> **Work item**:
Quote the passage about the deaths of family members word for word, from "I witnessed my" up to and including "frighten me at all.".

> **Selected passage**:
------------------------------

My own mother died rather suddenly when I was 12 and she was only 48; she had an aortic aneurysm. Looking back after we knew what had killed her, we saw there were symptoms but back in the 1980s, no one knew anything about aneurysms. We also lived in a rural area. My late mother was going through menopause and trying to stop smoking at the same time. However, all that said, a few weeks before she died, she seemed to become more gentle, kind, and caring, and this is from someone who was already that way. It was enough of a marked difference that I noted it even as a pre-teen.

When my late husband received his final diagnosis (pancreatic cancer), he also began to be even more kind and caring, and he was one of the most kind and caring people I know. He said he had thought of death every day from the time he was 10 years old, and he had had many health stumbles before the final deadly cancer. He was very prepared to go, and he died very calmly and peacefully.

Now I look at my 87-year-old father, a man who is kind and caring, but not all that easy to deal with or be around. He's a very good person overall, but he has been prickly in the past, highly sensitive, easily offended, up on his high horse, sometimes judgmental. Now for the past couple of years, no more of that at all. My sister and I have both remarked that he's ready, not to leave us, but that his body is just tired, and his spirit seems to shine more brightly now that the physical body is fading.

I witnessed my husband's death, and I can say now I'm not scared of death. I don't want to be in pain, but the actual transformation, mysterious as it is, doesn't frighten me at all.

------------------------------

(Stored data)

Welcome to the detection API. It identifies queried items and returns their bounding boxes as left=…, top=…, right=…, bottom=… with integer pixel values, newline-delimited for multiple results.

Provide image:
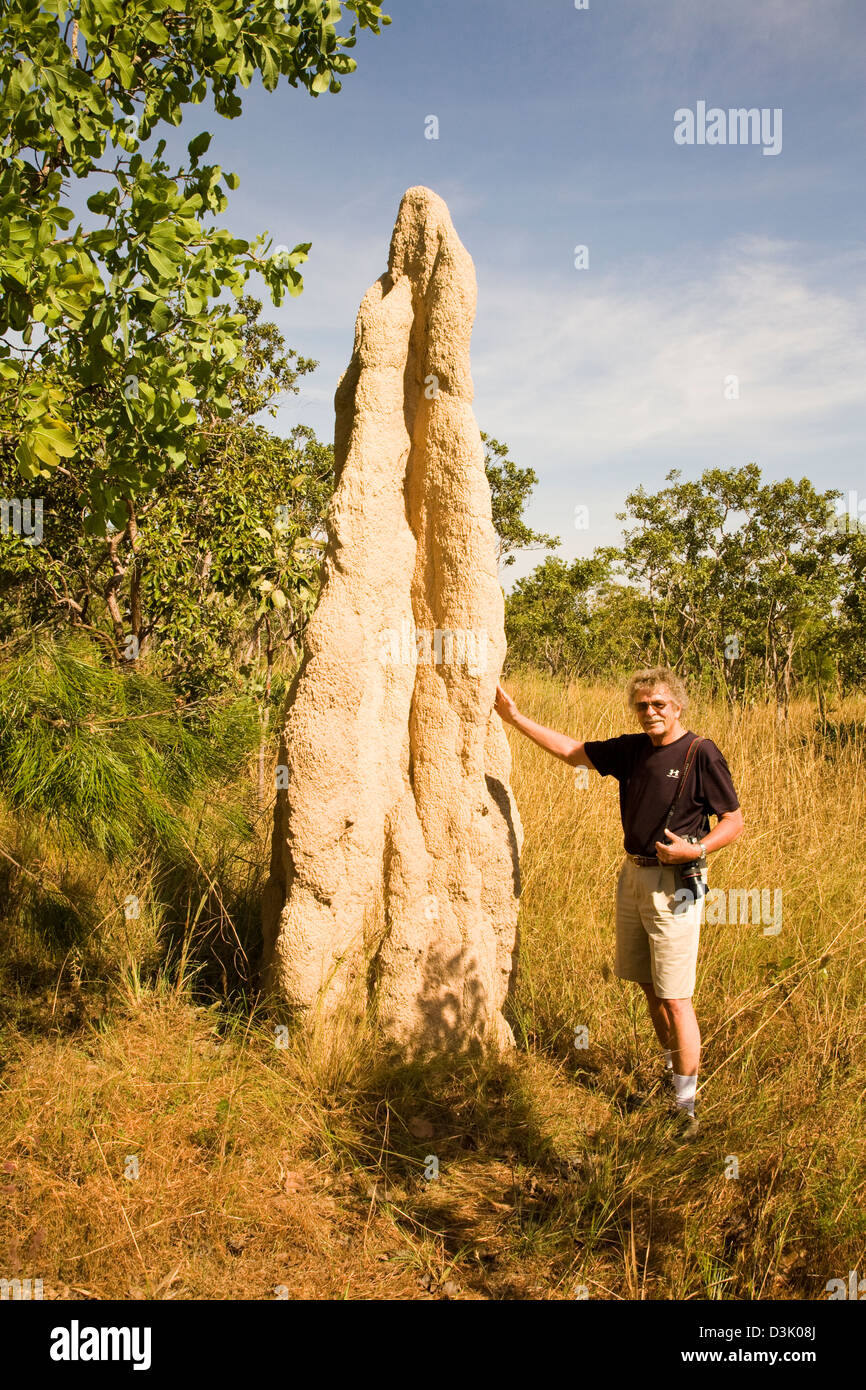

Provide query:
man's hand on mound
left=493, top=682, right=518, bottom=724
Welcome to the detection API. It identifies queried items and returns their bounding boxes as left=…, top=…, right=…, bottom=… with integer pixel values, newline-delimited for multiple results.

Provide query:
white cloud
left=473, top=230, right=866, bottom=464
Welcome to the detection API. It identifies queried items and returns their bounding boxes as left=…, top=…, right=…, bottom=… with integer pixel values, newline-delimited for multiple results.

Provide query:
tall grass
left=0, top=671, right=866, bottom=1300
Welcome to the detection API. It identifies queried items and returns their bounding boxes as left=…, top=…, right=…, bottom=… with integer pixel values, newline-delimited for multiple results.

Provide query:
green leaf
left=186, top=131, right=213, bottom=160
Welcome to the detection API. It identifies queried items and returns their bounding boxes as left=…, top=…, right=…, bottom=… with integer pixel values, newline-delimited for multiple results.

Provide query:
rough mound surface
left=263, top=188, right=523, bottom=1055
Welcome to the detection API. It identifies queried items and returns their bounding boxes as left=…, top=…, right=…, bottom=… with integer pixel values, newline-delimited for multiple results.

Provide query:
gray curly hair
left=626, top=666, right=688, bottom=709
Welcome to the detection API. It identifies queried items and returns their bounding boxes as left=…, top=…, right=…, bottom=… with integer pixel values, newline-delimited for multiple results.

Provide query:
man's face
left=632, top=685, right=683, bottom=742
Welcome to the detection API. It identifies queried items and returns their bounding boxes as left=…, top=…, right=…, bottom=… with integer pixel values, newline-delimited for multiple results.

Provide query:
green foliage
left=506, top=463, right=866, bottom=708
left=0, top=296, right=334, bottom=698
left=0, top=635, right=259, bottom=860
left=481, top=431, right=559, bottom=564
left=0, top=0, right=389, bottom=535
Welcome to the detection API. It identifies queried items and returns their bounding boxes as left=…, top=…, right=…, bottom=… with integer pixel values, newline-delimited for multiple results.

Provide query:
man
left=495, top=666, right=742, bottom=1140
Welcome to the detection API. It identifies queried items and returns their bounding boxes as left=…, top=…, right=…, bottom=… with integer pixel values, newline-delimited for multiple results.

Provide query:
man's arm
left=493, top=684, right=595, bottom=771
left=656, top=808, right=744, bottom=865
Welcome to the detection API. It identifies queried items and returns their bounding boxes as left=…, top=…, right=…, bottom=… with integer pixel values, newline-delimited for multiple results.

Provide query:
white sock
left=674, top=1072, right=698, bottom=1115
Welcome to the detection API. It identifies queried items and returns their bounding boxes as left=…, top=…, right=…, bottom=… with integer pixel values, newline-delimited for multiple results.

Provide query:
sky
left=143, top=0, right=866, bottom=588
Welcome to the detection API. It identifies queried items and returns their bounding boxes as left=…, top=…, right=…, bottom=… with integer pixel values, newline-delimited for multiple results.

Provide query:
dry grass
left=0, top=674, right=866, bottom=1300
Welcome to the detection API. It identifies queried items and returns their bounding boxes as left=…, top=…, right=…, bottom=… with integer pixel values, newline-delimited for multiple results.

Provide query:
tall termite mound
left=263, top=188, right=523, bottom=1055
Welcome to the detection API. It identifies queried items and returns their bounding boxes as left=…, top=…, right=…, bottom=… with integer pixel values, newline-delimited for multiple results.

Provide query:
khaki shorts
left=616, top=859, right=706, bottom=999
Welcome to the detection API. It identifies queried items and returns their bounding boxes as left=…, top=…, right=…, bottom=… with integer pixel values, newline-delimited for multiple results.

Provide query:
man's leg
left=639, top=980, right=673, bottom=1052
left=661, top=999, right=701, bottom=1076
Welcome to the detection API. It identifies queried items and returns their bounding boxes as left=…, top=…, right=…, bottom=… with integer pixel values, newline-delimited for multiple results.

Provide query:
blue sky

------------------------------

> **Result of the exercise**:
I witnessed my husband's death, and I can say now I'm not scared of death. I don't want to be in pain, but the actual transformation, mysterious as it is, doesn't frighten me at all.